**COSA FARE**
1. Nel testo sulla misericordia, a che cosa è sempre subordinato il rigore della giustizia divina?
2. Ricopia senza alcuna modifica le righe dell'elenco: parti da quella che contiene "of truck wheel." e prosegui fino alla fine dell'elenco.

**TESTO FORNITO**
━━━━━━━━━━

La misericordia è grande, anzi infinita, perché non ammette la sostituzione o la sospensione di alcun altro pensiero cristiano, ma tutti li invera in pienezza. Nel cristianesimo non si dà né un giudizio senza misericordia né una misericordia senza giudizio. La misericordia non sospende neppure il giudizio di Dio, ma gli offre un’interpretazione: è un giudizio di salvezza, dal momento che «il rigore della giustizia divina è sempre subordinato alla sua carità, da cui procede» (s. Tommaso d’Aquino, Sum. Theol., I, q. 21, a. 4).
2. La misericordia è il nome di tutti e di tutto. Con la misericordia non si apre nessuna falla nell’agire di Dio, anzi è il contrario: in essa Dio si esprime in pienezza e impegna il suo onore, che è la sua sorprendente responsabilità. Quasi a dire che la responsabilità è la moralità di Dio, la sua eticità, la fedeltà a se stesso. Si potrebbe dire, col metodo del rovescio, che, se Dio non esercitasse la misericordia, sarebbe da temere proprio perché sarebbe un Dio irresponsabile. Già un uomo irresponsabile è pericoloso, ma un Dio irresponsabile lo sarebbe infinitamente di più.

━━━━━━━━━━

**MATERIALE FORNITO**
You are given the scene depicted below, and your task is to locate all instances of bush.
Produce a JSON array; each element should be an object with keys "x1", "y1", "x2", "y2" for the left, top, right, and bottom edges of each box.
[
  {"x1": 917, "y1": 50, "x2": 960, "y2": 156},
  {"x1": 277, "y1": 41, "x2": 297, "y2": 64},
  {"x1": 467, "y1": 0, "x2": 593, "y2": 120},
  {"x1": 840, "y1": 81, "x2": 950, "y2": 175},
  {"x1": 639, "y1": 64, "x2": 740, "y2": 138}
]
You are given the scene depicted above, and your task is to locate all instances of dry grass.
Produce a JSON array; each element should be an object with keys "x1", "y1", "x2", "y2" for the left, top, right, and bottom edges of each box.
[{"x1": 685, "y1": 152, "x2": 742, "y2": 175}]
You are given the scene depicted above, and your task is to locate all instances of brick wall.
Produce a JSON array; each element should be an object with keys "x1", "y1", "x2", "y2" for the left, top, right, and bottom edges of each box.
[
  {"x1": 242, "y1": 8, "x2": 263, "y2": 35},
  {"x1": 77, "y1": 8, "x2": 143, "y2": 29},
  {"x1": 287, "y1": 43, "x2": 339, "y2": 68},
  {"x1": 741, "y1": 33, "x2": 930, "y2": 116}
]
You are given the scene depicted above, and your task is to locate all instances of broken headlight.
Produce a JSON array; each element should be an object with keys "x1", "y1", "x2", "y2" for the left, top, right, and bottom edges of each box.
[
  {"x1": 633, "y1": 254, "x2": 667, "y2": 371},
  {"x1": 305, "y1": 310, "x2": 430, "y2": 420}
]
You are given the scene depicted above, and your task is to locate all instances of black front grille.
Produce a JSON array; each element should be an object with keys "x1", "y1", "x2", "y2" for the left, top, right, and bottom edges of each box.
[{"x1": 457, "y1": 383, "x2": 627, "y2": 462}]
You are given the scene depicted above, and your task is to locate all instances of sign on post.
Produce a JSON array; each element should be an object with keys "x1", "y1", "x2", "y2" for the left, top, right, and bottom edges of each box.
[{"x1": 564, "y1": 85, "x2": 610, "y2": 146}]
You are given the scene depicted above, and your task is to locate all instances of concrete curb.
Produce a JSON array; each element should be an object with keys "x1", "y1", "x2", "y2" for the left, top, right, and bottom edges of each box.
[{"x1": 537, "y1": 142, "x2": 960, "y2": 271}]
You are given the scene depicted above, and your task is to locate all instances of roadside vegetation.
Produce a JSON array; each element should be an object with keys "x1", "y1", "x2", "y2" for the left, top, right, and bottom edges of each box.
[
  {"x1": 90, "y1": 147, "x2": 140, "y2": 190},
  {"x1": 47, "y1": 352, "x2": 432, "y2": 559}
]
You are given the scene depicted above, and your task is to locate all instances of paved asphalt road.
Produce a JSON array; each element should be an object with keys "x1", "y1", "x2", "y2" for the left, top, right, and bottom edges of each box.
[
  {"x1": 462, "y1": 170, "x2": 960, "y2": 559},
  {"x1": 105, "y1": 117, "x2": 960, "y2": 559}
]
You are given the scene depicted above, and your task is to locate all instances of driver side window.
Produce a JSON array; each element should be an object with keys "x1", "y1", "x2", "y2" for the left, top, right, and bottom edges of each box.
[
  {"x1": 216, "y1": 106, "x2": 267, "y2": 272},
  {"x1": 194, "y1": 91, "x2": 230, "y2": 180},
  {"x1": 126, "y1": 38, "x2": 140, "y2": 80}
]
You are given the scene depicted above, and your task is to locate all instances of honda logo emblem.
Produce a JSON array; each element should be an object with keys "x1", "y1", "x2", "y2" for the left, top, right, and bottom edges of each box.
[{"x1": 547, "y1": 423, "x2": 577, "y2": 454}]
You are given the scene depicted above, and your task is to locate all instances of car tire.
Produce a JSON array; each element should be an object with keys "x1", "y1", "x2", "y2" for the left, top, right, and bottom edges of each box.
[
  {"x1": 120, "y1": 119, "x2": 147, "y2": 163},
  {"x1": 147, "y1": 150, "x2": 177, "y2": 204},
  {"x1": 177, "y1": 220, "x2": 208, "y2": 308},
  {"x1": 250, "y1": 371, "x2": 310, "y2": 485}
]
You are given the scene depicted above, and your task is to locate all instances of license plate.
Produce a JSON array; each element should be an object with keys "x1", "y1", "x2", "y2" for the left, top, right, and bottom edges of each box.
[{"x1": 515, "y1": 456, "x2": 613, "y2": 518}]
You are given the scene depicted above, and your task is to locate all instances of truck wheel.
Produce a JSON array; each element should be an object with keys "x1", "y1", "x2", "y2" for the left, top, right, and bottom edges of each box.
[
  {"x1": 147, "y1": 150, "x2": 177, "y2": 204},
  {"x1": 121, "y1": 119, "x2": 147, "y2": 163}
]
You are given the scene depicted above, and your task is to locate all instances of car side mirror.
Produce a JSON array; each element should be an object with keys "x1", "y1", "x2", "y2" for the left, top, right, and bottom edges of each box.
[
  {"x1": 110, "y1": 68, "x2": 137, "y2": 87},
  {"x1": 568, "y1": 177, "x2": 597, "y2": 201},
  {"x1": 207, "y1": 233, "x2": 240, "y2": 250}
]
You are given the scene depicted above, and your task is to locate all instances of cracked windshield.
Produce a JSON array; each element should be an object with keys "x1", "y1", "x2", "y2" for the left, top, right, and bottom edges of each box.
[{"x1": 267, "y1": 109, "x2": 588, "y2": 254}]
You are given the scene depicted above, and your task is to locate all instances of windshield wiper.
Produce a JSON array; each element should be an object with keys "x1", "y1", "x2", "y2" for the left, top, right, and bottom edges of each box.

━━━━━━━━━━

**SOLUZIONI COMPLETE**
1. Alla carità di Dio, da cui procede.

2.
You are given the scene depicted above, and your task is to locate all instances of truck wheel.
Produce a JSON array; each element should be an object with keys "x1", "y1", "x2", "y2" for the left, top, right, and bottom edges of each box.
[
  {"x1": 147, "y1": 150, "x2": 177, "y2": 204},
  {"x1": 121, "y1": 119, "x2": 147, "y2": 163}
]
You are given the scene depicted above, and your task is to locate all instances of car side mirror.
Produce a JSON array; each element should be an object with keys "x1", "y1", "x2", "y2" for the left, top, right, and bottom edges of each box.
[
  {"x1": 110, "y1": 68, "x2": 137, "y2": 87},
  {"x1": 568, "y1": 177, "x2": 597, "y2": 201},
  {"x1": 207, "y1": 233, "x2": 240, "y2": 250}
]
You are given the scene depicted above, and your task is to locate all instances of cracked windshield.
Produce a JSON array; each element should be an object with keys "x1", "y1", "x2", "y2" for the left, top, right, and bottom edges of each box.
[{"x1": 267, "y1": 109, "x2": 588, "y2": 254}]
You are given the scene depicted above, and your task is to locate all instances of windshield wiper.
Produce a JSON array; each element should be an object with keys "x1", "y1", "x2", "y2" for the left, top, right, and bottom edges of each box.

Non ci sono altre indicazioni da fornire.